Problem statement:
Copy out the court opinion excerpt below word for word, from its first line to its last.

*** Opening of Supplied text ***

Scott St. Martin filed suit alleging the City of St. Paul (“the City”) engaged in
discrimination, on three occasions, by promoting individuals other than him for a fire
district chief position in violation of the Americans with Disabilities Act (ADA) and
the Minnesota Human Rights Act (MHRA). The district court1 granted summary
judgment to the City on all counts. St. Martin now appeals the district court’s
judgment, contending the district court erred in finding that he is not disabled under
1
The Honorable David S. Doty, United States District Judge for the District of
Minnesota.
the ADA or MHRA, and that he cannot maintain his MHRA claim as to the May 2009
act of alleged discrimination. We affirm.
BACKGROUND
St. Martin began working as a firefighter for the City in 1992 and was promoted
to captain in 1999. In 2006, he injured his right knee and underwent reconstructive
surgery. Consequently, he received workers’ compensation from the City. After the
surgery, St. Martin returned to work on a light-duty schedule, performing
administrative duties at the fire department. Thereafter, he worked briefly as an arson
investigator.

*** Close of Supplied text ***
*** Opening of Extracted data ***

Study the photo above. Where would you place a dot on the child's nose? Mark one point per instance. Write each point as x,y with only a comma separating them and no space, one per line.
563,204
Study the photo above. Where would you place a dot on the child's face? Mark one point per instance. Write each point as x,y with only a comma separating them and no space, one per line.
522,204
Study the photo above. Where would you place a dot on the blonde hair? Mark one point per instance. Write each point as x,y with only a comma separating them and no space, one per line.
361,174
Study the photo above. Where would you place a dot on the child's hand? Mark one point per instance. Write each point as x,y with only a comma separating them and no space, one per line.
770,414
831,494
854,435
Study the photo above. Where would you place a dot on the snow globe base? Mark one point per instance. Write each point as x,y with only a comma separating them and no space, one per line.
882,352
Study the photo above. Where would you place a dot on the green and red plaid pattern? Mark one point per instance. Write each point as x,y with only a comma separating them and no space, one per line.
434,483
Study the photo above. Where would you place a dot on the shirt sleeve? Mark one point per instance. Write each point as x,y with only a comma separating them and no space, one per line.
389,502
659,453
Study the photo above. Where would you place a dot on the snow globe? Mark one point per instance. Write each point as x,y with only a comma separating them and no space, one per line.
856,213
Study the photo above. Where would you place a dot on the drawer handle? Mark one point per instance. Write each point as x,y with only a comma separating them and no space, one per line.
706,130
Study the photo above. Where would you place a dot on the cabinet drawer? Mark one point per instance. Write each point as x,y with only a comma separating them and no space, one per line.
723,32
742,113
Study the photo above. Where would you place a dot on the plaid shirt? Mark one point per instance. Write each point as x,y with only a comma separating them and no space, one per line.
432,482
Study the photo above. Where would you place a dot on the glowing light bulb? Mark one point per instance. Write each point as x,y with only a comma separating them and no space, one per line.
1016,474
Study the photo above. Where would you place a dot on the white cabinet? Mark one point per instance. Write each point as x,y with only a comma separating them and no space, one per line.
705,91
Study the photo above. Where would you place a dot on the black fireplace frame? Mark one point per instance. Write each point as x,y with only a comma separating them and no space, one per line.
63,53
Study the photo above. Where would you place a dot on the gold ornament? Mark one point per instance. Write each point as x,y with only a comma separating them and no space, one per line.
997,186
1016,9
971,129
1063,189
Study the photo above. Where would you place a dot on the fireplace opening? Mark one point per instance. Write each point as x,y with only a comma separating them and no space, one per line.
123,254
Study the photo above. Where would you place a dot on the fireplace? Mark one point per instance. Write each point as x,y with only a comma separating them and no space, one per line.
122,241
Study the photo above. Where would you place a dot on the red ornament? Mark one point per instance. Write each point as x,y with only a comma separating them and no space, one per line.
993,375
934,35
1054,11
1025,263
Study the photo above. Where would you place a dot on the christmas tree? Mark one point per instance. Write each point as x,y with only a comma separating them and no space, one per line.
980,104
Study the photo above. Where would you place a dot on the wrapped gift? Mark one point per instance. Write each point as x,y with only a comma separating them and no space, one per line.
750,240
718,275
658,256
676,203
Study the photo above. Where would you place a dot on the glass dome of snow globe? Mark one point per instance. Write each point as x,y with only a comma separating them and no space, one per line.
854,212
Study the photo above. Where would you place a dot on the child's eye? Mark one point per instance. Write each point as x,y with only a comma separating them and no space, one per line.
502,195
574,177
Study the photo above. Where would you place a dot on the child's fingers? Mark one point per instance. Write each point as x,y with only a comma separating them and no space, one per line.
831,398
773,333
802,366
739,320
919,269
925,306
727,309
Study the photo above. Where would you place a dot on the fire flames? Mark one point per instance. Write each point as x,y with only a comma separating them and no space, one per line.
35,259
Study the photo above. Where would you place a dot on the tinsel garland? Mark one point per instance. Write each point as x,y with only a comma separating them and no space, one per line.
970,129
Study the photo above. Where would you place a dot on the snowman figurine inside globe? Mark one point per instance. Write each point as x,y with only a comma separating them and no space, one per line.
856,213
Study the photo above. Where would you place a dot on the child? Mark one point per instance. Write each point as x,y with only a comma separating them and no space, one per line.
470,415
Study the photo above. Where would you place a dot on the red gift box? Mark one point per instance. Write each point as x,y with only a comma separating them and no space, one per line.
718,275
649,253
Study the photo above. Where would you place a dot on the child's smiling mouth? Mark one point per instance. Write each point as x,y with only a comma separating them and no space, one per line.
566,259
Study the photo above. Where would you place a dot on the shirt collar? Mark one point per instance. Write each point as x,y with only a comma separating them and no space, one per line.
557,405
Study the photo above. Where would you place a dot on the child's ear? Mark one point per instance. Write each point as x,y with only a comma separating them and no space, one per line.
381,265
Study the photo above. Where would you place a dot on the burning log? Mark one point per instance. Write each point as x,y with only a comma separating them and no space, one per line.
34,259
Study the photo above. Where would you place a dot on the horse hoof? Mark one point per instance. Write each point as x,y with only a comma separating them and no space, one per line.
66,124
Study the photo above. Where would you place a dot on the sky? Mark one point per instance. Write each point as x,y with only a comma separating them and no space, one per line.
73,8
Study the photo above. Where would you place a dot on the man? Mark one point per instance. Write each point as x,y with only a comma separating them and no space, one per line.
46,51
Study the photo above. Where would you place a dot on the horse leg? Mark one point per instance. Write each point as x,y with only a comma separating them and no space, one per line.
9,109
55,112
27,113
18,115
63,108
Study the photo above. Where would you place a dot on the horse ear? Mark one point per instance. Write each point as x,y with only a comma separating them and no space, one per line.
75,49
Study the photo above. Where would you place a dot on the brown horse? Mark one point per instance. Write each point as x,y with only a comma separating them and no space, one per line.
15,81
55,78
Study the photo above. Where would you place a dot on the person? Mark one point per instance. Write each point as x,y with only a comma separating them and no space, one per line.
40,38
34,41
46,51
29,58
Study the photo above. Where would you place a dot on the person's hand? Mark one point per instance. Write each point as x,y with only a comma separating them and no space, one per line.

*** Close of Extracted data ***

Task result:
Scott St. Martin filed suit alleging the City of St. Paul (“the City”) engaged in
discrimination, on three occasions, by promoting individuals other than him for a fire
district chief position in violation of the Americans with Disabilities Act (ADA) and
the Minnesota Human Rights Act (MHRA). The district court1 granted summary
judgment to the City on all counts. St. Martin now appeals the district court’s
judgment, contending the district court erred in finding that he is not disabled under
1
The Honorable David S. Doty, United States District Judge for the District of
Minnesota.
the ADA or MHRA, and that he cannot maintain his MHRA claim as to the May 2009
act of alleged discrimination. We affirm.
BACKGROUND
St. Martin began working as a firefighter for the City in 1992 and was promoted
to captain in 1999. In 2006, he injured his right knee and underwent reconstructive
surgery. Consequently, he received workers’ compensation from the City. After the
surgery, St. Martin returned to work on a light-duty schedule, performing
administrative duties at the fire department. Thereafter, he worked briefly as an arson
investigator.